STUDY QUESTIONS:
• 1. Summarize the planted-tank thread in two sentences.
• 2. In the planted-tank thread, what tank did Mischka use for a first planted tank in college?
• 3. Write out the planted-tank thread from "Strange question, I" up to and including "they go emergent?".

EXERCISE TEXT:
-- Opening Marker --

# Health benefits of planted tanks?



## Mischka (Jan 17, 2009)

Hi all,

Strange question, I know, but does anyone think there are any health benefits to have a planted tank? I'm thinking of emergent plants and whether or not they have the ability to "clean" the air in our house. For instance, I've read that common houseplants like Golden Pothos do a good job removing pollutants from the air. Do aquatic plants have the same ability when they go emergent?

TIA,
Mike


----------



## RoseyD (Jul 9, 2009)

I know for myself and my recent hobby of gardening - both outdoors, and very recent, with my first npt - I find gardening, and the effort of taking care of the plants as a MAJOR stress relief. Yes, it's work too - repotting plants, or watering them daily, but then to sit among them and see them thrive - and you spend enough time with the plants, the peaceful nature of it, just rubs off on us. 

Can we relate to this calming effect as a health benefit - it may not be a tangible one, where you can do a medical study on it - but, surely it must be good for our blood pressure.


----------



## wkndracer (Mar 23, 2008)

All plants do to a degree by using CO2 but a planted tanks real benefit is what it does to ones mind *BUT*,,,,,,,,,,,,,,,,,,,,,,,,,,,, 
algae causes headaches LMAO:rofl:


----------



## Mischka (Jan 17, 2009)

Thanks for the heads up. My first planted tank in college was a NPT in an Eclipse 29. It was the cleanest and most beautiful tank I've ever set up; plants flowered, duckweed grew like crazy, platies were breeding like nuts, etc. That was 10 years ago, since then every tank I've had has been a bomb in one way or another; and they all cost me much, much more money than my first tank. I gotta get back to my roots.


----------



## brenmuk (Oct 7, 2008)

I read an article a few years back in New Scientist about the benefits of plants indoors especially in modern offices where there are apparently lots of what is termed VOCs (volatile organic compounds).

-- Closing Marker --

AVAILABLE DATA:
-- Opening Marker --

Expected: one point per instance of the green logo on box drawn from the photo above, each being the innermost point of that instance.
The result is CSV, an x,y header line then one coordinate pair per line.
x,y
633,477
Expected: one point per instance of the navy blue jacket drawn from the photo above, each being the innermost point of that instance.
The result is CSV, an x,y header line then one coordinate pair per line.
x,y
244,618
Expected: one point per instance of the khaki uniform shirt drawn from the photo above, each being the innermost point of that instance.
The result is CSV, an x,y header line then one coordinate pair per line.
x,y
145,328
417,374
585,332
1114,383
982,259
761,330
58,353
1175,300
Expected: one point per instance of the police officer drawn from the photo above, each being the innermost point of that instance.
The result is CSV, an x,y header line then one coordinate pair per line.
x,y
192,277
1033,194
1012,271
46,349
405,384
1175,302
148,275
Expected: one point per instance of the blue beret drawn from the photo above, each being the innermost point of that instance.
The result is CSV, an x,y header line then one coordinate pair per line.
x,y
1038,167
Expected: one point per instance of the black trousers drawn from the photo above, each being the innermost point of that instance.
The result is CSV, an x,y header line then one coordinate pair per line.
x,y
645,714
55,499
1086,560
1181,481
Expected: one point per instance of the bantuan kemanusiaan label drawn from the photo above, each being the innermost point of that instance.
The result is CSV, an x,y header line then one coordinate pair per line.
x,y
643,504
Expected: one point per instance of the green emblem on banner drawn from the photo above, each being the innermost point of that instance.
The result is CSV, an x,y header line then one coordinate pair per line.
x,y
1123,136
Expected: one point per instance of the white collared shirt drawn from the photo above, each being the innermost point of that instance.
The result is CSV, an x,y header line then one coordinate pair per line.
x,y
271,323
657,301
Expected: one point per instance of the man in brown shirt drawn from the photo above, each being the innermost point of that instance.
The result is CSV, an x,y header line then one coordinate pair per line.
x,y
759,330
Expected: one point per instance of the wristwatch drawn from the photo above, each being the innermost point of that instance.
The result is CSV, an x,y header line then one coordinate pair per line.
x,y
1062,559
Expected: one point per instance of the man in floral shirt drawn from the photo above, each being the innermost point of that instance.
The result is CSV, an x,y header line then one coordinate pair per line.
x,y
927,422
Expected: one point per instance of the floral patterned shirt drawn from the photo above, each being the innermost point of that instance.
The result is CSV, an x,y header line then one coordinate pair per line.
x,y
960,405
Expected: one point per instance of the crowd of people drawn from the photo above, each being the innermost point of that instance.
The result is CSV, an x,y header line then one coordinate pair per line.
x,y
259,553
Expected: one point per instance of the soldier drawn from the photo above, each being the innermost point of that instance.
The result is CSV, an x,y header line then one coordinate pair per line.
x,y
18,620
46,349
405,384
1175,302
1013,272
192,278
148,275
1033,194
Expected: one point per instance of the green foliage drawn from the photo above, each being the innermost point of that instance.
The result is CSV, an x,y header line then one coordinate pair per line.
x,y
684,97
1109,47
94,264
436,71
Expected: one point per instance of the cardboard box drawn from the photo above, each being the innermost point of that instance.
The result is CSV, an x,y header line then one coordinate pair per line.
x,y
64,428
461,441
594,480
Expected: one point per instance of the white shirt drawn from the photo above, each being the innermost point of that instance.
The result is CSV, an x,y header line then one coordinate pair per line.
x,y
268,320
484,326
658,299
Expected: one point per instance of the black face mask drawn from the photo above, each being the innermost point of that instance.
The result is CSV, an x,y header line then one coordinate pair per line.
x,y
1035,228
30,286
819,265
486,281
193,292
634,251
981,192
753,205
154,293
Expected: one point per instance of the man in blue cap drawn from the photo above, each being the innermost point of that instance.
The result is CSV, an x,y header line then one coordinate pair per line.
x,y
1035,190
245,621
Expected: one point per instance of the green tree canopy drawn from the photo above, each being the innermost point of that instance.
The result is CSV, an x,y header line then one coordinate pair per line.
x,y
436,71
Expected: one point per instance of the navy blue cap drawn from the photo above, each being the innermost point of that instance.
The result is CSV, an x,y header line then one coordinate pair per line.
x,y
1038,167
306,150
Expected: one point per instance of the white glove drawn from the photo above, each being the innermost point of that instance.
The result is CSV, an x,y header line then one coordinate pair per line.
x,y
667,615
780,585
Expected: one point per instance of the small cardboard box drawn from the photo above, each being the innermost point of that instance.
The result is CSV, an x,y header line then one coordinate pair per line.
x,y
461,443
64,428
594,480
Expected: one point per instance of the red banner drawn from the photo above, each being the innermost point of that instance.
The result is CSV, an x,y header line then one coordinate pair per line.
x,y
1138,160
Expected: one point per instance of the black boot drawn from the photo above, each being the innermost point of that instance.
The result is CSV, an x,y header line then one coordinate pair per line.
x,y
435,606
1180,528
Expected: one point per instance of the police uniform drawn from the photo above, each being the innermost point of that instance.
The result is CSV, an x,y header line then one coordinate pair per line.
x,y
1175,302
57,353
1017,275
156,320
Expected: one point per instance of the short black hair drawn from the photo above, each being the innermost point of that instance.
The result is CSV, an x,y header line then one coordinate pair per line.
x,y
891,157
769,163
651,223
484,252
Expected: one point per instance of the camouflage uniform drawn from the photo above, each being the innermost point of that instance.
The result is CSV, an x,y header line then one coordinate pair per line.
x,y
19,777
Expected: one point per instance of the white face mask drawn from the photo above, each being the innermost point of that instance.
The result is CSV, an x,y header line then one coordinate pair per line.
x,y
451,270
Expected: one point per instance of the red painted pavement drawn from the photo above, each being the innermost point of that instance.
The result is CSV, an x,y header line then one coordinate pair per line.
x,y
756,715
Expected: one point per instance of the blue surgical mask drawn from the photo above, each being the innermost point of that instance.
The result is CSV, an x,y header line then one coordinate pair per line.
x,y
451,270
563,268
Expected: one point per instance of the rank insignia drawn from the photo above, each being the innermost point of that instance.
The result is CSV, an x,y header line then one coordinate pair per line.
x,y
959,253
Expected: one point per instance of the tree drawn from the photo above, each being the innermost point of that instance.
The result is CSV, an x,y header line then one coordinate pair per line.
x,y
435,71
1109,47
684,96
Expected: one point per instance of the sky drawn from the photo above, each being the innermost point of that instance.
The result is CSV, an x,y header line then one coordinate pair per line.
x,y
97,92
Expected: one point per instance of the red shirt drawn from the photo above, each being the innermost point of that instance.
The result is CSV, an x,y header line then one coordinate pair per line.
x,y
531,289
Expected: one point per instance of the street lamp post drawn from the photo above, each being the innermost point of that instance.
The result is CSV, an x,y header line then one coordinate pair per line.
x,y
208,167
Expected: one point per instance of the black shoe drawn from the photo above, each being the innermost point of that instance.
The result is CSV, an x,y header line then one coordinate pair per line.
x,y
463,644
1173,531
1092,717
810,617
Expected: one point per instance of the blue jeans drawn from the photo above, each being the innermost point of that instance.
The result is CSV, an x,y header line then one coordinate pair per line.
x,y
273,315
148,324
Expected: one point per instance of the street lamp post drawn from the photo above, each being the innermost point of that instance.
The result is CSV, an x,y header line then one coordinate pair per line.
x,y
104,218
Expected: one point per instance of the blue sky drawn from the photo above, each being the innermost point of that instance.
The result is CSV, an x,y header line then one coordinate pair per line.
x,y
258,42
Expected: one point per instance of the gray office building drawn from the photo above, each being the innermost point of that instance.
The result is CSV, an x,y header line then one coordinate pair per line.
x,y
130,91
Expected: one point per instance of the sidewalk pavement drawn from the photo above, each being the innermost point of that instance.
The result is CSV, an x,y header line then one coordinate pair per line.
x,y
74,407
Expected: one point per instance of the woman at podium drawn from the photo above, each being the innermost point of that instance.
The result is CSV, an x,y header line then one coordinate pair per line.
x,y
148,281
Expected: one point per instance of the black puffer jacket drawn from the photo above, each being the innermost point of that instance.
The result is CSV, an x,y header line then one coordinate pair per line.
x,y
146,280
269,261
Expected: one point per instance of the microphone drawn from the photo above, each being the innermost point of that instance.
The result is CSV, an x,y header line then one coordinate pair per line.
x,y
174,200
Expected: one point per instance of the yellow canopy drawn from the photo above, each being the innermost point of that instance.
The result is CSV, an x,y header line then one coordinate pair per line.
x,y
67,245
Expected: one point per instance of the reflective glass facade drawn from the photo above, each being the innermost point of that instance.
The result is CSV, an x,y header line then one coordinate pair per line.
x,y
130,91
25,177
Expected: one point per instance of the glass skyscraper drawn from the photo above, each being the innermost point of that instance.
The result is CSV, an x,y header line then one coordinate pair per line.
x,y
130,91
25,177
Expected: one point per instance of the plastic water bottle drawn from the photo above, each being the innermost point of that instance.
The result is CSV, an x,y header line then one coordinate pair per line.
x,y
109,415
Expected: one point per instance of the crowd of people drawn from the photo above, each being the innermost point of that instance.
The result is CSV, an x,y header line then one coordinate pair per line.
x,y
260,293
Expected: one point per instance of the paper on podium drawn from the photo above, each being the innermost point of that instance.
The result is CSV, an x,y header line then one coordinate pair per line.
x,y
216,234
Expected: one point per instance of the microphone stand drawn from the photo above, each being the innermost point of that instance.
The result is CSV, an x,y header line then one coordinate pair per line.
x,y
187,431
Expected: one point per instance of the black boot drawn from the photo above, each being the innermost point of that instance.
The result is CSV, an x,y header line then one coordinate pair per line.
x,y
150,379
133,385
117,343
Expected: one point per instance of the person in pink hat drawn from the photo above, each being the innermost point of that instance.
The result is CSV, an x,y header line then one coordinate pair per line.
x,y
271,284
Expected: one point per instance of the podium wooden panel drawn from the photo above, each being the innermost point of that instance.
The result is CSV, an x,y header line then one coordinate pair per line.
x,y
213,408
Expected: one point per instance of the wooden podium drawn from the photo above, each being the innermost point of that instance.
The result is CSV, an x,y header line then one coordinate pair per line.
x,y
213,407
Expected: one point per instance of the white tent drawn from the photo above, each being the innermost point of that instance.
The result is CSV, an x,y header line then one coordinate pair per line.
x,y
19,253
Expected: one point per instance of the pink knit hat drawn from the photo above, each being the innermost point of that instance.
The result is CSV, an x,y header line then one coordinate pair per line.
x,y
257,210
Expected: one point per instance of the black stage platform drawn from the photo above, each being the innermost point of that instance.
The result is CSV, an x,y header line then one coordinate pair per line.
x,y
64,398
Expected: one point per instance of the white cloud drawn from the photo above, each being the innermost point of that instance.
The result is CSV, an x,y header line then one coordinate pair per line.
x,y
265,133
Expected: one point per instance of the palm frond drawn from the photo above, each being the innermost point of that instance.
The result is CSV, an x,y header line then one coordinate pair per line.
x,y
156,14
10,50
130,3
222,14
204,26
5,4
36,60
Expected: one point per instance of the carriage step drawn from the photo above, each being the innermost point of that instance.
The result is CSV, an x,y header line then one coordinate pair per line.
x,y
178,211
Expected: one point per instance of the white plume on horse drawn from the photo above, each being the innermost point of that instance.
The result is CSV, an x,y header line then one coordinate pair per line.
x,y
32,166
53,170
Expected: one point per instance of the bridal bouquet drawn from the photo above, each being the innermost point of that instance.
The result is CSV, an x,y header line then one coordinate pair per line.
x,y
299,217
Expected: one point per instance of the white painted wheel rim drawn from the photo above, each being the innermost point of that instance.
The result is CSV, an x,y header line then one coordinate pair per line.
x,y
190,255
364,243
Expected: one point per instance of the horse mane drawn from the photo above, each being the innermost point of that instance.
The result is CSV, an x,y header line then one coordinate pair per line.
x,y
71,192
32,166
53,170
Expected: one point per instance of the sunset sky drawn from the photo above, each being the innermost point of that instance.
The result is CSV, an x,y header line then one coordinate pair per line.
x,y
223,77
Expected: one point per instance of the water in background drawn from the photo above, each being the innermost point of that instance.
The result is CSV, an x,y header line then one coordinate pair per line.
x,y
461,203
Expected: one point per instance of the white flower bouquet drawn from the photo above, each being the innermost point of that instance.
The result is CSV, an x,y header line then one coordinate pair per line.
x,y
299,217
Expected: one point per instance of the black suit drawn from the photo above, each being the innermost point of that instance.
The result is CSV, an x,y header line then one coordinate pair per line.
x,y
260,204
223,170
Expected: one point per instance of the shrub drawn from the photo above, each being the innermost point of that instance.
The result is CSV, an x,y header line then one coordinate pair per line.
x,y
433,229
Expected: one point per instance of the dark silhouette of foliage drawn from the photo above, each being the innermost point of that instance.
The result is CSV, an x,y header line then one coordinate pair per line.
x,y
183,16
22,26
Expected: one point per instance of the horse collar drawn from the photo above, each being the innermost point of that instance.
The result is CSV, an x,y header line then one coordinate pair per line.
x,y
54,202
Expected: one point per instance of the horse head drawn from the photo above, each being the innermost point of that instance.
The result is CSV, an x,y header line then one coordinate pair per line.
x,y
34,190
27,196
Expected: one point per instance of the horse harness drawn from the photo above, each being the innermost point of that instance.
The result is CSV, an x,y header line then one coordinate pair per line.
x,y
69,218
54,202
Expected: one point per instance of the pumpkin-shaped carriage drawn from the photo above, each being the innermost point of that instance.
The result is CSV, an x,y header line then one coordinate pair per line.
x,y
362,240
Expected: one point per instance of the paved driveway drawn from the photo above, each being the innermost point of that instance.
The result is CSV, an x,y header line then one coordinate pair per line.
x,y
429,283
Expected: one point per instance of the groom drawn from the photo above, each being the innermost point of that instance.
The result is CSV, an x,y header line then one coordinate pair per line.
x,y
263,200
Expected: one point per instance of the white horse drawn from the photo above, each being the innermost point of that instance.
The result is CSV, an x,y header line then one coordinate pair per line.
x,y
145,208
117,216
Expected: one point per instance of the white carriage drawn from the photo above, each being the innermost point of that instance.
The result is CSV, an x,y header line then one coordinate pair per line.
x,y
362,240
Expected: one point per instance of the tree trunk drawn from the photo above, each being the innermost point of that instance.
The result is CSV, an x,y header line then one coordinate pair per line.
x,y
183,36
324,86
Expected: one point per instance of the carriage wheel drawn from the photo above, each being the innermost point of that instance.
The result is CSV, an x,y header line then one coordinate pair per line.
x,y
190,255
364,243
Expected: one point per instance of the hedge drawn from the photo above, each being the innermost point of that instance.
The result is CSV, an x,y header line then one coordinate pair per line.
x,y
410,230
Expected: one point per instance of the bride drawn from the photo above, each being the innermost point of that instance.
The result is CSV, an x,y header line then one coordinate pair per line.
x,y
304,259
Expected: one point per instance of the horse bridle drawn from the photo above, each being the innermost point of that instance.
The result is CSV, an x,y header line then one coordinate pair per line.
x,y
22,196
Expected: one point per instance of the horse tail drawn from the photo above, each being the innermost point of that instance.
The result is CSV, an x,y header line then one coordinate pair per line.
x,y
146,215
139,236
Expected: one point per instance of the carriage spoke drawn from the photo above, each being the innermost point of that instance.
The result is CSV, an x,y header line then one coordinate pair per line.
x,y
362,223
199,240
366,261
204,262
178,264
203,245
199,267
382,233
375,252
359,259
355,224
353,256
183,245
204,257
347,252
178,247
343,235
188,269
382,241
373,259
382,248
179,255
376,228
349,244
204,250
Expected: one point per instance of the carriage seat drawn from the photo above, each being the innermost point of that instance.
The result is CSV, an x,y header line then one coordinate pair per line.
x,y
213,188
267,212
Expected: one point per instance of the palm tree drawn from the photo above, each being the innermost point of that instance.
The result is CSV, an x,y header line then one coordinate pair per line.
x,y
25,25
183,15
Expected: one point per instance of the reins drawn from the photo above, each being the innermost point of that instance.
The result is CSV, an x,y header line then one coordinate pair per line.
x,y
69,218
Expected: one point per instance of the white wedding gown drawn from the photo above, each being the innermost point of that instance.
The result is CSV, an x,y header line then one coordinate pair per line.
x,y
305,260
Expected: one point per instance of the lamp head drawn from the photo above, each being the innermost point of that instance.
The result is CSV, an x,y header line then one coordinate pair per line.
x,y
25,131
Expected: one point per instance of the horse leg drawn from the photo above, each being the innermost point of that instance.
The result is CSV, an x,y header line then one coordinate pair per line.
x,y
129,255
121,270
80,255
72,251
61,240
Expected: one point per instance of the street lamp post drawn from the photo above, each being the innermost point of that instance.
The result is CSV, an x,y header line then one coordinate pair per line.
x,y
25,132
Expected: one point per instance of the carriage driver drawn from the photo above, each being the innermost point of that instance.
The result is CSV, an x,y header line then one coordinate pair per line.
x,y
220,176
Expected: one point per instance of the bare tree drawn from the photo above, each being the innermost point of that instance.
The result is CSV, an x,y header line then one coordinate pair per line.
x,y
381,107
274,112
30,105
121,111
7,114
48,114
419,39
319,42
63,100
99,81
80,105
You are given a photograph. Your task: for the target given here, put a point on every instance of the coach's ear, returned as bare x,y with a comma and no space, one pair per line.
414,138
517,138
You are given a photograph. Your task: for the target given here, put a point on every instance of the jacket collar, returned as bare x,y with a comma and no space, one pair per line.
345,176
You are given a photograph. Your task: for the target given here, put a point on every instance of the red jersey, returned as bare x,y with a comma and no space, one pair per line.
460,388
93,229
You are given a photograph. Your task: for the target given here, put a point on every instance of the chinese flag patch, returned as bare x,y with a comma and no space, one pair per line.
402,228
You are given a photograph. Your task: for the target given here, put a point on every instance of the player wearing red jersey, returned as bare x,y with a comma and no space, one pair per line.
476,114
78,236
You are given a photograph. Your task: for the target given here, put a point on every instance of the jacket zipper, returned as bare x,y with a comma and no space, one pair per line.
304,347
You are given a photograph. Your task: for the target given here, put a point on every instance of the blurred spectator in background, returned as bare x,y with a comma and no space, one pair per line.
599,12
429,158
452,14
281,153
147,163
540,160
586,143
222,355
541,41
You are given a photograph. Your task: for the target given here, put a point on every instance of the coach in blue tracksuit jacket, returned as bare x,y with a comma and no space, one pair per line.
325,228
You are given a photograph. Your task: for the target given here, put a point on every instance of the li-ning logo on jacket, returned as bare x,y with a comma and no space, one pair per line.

-- Closing Marker --

RESULTS OF THE EXERCISE:
• 1. A forum member asks whether planted tanks have health benefits, especially whether emergent aquatic plants can clean household air the way houseplants such as Golden Pothos are said to. Replies describe caring for plants as a major stress relief, note that all plants do so to a degree by using CO2 while the real benefit is to one's mind, and recall a New Scientist article on the benefits of indoor plants in modern offices with many volatile organic compounds.

• 2. An Eclipse 29.

• 3.
Strange question, I know, but does anyone think there are any health benefits to have a planted tank? I'm thinking of emergent plants and whether or not they have the ability to "clean" the air in our house. For instance, I've read that common houseplants like Golden Pothos do a good job removing pollutants from the air. Do aquatic plants have the same ability when they go emergent?